(WHAT NEEDS TO BE DONE) Write out the listing below word for word, keeping every line unchanged.
--- --- ---
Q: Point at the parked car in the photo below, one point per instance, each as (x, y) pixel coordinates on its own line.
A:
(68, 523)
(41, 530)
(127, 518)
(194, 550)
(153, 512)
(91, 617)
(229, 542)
--- --- ---
(RESULT FOR THIS EXERCISE)
Q: Point at the parked car in the photo below, one point per instance, each as (x, y) pixel coordinates on its own line.
A:
(68, 523)
(41, 530)
(127, 518)
(194, 550)
(153, 512)
(91, 617)
(229, 542)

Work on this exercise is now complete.